Aim
From the line with "of the striped" down to the final line of the material below, quote every line exactly and leave out all lines before it.

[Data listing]
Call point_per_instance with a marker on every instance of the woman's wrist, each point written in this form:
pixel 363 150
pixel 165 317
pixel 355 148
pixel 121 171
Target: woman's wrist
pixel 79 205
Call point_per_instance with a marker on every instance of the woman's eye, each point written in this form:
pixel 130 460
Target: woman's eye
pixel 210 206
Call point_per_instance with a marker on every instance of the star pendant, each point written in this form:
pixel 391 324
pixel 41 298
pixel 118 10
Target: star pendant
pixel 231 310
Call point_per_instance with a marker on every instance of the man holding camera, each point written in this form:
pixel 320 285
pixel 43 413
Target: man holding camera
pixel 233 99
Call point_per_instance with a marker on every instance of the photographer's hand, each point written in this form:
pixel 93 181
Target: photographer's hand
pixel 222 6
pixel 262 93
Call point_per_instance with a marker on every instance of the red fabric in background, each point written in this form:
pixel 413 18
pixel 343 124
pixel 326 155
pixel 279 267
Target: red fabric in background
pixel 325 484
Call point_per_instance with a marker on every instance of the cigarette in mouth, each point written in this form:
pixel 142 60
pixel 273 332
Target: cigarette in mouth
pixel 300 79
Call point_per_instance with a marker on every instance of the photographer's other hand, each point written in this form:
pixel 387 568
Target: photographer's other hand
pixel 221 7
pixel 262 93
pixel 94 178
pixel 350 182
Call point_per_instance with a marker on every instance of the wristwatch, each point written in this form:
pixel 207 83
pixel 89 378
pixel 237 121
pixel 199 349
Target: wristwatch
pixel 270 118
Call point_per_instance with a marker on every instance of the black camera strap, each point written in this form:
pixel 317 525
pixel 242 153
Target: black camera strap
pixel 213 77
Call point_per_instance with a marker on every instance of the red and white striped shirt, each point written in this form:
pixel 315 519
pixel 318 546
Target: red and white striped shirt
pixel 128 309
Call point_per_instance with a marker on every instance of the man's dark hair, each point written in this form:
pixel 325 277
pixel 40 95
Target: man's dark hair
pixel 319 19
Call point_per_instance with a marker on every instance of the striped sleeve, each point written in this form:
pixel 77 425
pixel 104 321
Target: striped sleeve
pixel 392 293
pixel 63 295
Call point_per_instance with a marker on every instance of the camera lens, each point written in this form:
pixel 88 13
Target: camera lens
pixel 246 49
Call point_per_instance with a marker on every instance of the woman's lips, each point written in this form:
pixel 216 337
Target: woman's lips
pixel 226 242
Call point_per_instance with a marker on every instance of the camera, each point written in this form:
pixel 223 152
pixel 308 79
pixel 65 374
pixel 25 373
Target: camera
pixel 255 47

Solution for this problem
Call point_per_instance with a marker on every instance of the striped sleeve, each point written in this form:
pixel 77 425
pixel 104 321
Target: striped sleeve
pixel 392 293
pixel 63 295
Call point_per_instance with a marker on every instance of the camera lens, each point written in this form:
pixel 88 13
Target: camera lens
pixel 246 49
Call point_per_instance with a marker on every instance of the woman's lips, each point written in this form:
pixel 216 337
Target: woman's lips
pixel 226 242
Call point_per_instance with a marker on every instance of the camera, each point written in this form:
pixel 223 152
pixel 308 79
pixel 65 374
pixel 25 373
Target: camera
pixel 255 47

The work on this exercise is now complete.